● Task directions
Return each line in the entries below that contains the word "sandal".
★ ★ ★ ★ ★
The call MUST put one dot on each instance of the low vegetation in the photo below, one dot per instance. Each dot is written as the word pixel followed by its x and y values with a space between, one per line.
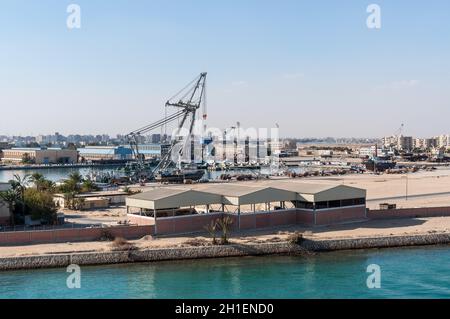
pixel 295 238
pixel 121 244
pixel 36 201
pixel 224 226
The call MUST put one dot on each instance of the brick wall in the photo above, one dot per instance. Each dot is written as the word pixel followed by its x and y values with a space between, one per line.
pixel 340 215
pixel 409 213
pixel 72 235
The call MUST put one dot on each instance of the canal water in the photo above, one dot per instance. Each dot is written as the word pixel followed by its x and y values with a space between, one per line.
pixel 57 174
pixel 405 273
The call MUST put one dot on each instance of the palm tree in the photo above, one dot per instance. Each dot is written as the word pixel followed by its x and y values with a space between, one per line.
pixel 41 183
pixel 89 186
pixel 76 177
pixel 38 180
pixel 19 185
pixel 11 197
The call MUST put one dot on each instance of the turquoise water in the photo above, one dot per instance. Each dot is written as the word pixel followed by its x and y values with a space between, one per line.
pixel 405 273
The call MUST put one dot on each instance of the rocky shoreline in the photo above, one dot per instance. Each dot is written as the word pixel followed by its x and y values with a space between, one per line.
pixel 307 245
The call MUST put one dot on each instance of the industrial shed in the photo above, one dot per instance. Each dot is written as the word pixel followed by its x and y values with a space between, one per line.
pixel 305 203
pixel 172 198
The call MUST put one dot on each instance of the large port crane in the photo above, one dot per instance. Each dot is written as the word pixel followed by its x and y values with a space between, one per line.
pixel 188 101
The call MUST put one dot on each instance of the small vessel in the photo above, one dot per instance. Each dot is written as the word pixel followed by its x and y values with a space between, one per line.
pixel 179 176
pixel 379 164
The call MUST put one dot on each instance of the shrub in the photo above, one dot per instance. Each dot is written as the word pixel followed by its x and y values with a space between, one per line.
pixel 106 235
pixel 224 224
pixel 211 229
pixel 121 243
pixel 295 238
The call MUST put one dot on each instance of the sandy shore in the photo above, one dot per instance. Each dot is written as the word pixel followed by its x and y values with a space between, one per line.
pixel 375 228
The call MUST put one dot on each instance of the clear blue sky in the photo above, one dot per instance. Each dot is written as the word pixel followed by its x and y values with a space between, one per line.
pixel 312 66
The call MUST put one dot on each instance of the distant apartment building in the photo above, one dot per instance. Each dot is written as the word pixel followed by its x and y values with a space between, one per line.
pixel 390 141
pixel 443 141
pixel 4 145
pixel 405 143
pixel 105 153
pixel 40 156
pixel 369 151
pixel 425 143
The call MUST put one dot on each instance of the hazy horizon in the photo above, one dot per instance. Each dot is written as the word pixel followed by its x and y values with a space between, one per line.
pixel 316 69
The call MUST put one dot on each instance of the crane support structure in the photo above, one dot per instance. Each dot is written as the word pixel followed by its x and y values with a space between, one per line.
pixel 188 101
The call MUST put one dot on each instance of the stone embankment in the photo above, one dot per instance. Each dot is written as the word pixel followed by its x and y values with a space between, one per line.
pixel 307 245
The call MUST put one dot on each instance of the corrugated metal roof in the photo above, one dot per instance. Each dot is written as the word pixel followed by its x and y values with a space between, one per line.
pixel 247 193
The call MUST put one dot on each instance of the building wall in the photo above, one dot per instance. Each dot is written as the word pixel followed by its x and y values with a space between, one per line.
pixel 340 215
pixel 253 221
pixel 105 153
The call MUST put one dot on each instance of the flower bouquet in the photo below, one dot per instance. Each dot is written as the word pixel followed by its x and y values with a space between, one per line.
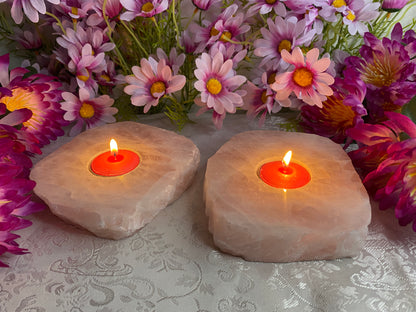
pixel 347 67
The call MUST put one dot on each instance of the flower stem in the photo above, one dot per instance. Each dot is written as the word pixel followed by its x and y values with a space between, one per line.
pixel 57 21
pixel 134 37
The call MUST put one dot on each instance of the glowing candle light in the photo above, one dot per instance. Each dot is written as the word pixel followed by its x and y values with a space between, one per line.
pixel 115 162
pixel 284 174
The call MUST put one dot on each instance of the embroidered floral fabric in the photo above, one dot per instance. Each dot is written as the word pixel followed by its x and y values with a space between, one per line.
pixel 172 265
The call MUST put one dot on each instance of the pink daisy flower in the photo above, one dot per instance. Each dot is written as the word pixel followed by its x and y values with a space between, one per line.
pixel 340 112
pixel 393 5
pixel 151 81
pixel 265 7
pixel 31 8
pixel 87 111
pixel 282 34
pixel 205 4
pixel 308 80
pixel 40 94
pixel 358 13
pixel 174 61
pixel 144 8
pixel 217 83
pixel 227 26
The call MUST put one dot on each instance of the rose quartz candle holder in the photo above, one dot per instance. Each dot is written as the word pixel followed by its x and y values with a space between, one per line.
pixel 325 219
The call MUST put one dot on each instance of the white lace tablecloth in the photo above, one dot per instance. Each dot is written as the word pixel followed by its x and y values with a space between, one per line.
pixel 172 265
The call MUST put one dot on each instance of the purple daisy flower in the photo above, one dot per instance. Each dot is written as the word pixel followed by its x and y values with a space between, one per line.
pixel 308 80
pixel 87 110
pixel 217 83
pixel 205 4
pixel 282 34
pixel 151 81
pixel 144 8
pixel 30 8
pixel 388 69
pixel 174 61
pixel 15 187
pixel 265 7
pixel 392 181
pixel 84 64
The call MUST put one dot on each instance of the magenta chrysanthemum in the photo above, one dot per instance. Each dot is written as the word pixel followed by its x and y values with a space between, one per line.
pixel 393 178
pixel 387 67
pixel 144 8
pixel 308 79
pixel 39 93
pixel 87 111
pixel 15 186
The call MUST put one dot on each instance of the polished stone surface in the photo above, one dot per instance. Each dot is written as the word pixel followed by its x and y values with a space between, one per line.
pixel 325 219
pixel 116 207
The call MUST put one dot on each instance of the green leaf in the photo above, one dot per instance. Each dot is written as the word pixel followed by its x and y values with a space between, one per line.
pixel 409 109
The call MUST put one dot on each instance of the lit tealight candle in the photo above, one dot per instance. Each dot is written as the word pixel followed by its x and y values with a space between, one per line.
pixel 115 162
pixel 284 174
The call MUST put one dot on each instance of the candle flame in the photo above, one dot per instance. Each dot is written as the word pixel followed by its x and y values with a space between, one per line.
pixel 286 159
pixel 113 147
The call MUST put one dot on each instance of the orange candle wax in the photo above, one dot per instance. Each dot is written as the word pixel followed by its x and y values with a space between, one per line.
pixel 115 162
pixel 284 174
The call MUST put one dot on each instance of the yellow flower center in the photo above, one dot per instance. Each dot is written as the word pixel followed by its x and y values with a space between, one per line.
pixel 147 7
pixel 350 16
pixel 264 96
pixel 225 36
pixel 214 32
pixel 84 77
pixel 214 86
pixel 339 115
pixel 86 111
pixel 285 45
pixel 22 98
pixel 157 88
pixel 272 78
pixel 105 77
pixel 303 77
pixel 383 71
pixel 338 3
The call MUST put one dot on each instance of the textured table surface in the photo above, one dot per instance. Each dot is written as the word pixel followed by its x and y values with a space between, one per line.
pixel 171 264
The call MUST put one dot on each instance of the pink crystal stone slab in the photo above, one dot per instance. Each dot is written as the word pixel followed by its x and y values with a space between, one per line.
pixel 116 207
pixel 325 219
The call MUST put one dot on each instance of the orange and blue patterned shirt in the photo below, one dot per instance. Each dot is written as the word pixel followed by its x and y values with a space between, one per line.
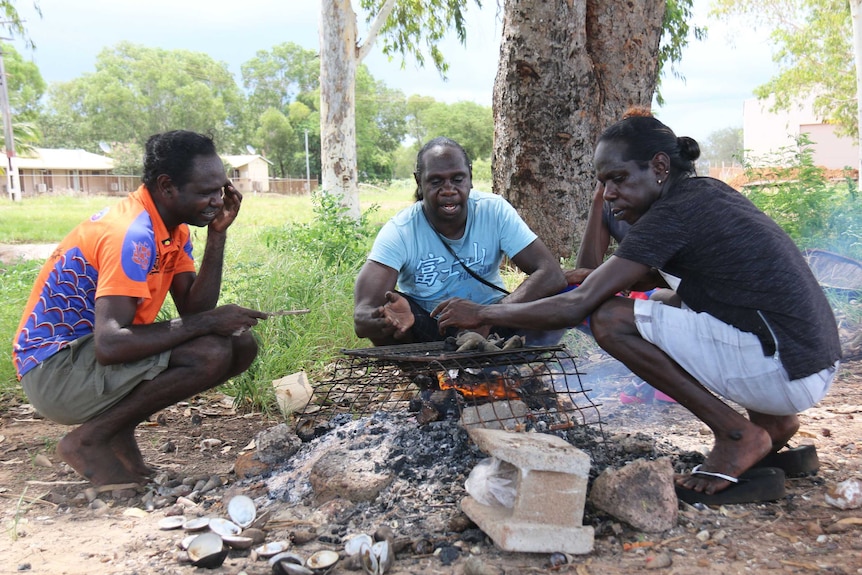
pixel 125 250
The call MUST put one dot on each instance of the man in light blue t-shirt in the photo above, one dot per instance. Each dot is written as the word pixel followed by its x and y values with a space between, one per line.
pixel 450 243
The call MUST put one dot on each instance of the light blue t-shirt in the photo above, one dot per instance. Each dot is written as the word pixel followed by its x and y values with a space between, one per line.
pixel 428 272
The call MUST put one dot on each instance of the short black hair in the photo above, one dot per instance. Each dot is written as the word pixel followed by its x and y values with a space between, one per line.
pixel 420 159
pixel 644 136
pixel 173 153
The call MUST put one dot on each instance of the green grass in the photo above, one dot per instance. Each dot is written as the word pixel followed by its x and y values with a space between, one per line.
★ ★ ★ ★ ★
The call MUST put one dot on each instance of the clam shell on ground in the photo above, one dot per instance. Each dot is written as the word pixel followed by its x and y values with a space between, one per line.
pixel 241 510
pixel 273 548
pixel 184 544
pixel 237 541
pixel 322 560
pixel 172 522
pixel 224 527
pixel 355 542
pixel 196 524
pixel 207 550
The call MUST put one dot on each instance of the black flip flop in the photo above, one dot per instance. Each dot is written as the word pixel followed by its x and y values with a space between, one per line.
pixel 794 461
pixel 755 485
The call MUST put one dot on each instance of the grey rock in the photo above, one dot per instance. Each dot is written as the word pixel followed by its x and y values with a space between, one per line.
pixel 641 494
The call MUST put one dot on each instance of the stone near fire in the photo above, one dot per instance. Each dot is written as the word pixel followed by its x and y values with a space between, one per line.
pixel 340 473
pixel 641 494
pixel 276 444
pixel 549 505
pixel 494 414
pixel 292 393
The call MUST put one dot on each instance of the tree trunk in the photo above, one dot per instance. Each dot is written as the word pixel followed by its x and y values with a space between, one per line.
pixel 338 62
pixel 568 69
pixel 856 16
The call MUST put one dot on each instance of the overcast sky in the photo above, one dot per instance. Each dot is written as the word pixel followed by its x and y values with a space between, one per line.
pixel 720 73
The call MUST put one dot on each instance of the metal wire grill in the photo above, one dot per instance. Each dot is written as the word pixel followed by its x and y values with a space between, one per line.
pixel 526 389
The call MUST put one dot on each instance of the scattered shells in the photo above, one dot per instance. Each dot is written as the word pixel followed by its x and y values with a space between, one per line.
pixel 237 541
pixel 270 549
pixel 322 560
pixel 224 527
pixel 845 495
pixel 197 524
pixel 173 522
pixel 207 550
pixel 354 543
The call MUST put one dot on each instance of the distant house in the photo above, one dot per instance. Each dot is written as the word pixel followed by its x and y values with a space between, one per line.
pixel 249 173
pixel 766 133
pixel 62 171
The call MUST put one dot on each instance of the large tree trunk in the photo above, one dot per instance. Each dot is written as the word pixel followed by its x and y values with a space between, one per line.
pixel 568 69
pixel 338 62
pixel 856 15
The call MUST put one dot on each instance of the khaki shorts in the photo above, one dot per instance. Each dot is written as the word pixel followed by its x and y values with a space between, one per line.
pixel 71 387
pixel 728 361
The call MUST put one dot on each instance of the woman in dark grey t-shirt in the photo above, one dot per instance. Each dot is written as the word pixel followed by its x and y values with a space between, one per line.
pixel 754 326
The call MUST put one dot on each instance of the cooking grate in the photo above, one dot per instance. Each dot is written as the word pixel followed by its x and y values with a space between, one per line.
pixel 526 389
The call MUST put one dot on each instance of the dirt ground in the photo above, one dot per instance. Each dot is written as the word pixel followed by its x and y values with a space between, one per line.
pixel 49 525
★ ★ ★ ★ ★
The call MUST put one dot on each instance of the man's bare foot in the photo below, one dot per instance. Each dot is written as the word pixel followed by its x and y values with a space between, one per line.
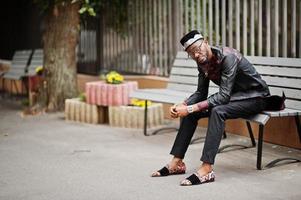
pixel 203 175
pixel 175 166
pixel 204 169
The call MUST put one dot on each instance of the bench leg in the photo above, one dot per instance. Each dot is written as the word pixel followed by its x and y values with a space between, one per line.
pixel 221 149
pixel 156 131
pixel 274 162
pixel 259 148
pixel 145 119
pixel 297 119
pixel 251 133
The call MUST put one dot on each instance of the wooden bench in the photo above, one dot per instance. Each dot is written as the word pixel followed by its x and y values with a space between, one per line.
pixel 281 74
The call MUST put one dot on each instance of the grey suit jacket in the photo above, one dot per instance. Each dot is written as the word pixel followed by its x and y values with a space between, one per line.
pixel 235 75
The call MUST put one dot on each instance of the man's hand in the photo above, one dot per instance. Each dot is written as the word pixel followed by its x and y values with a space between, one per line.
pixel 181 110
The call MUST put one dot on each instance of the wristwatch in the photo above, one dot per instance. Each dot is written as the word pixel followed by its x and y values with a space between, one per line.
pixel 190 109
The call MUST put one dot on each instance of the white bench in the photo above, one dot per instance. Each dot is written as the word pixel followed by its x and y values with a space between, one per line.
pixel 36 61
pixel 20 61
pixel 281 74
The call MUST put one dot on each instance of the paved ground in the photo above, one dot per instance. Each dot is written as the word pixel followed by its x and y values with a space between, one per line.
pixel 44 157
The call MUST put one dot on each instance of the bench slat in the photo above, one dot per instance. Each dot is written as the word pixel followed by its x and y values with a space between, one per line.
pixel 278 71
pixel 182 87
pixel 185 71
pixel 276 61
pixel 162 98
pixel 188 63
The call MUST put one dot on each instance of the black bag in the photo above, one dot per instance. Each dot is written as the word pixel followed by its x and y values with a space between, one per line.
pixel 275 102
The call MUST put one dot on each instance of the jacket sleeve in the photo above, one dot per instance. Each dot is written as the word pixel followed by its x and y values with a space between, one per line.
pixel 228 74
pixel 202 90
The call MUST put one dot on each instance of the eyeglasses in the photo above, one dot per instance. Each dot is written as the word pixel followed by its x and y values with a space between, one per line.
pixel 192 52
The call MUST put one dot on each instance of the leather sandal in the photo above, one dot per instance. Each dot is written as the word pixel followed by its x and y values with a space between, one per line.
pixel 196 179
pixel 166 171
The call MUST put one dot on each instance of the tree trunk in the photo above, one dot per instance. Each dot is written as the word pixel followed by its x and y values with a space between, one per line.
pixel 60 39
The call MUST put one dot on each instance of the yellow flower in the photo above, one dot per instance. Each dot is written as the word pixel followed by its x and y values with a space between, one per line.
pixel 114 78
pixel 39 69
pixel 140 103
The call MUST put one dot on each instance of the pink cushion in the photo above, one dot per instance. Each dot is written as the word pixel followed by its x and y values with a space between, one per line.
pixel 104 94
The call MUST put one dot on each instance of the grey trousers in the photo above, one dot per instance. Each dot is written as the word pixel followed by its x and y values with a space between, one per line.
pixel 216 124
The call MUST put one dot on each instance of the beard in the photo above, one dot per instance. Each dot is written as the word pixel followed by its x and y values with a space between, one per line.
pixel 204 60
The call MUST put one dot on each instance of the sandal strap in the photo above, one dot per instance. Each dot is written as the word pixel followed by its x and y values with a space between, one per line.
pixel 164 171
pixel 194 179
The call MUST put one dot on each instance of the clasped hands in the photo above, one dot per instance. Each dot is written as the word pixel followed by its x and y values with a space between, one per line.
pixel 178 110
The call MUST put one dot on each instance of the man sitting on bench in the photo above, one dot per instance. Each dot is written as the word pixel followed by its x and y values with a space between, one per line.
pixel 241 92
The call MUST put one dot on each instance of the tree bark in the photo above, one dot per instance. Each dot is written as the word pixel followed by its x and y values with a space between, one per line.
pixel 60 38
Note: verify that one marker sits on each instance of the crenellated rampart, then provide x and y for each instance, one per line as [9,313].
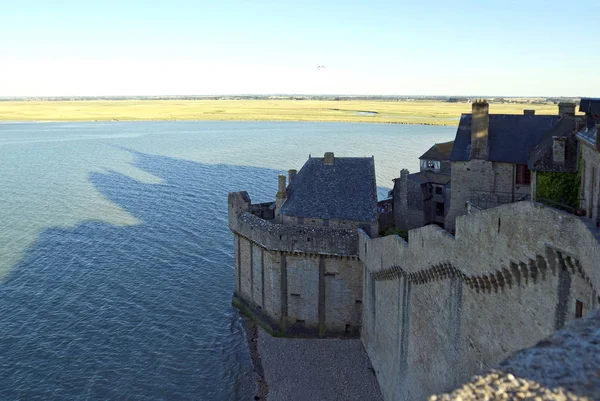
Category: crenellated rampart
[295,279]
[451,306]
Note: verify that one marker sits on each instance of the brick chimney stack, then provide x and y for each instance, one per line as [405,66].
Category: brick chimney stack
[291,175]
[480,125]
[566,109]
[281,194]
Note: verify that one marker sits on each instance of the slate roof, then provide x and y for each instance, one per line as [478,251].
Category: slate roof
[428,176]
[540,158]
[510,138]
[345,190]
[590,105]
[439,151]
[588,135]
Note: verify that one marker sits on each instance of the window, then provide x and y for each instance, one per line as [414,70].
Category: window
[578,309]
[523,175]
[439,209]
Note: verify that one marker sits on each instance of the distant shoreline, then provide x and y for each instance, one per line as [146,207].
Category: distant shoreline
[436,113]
★ ★ ★ ★ ★
● Solution
The call MUST put one dot on each instance of the leather sandal in the photo above, one dot per instance. Each dot is written as the word pixel followed by its x and y values with a space between, one per line.
The call MUST put one dot on each instance of the sandal strap in the photo above, one dot per instance. Each dot is written as the word pixel followed by its x and y values with a space between, one per line.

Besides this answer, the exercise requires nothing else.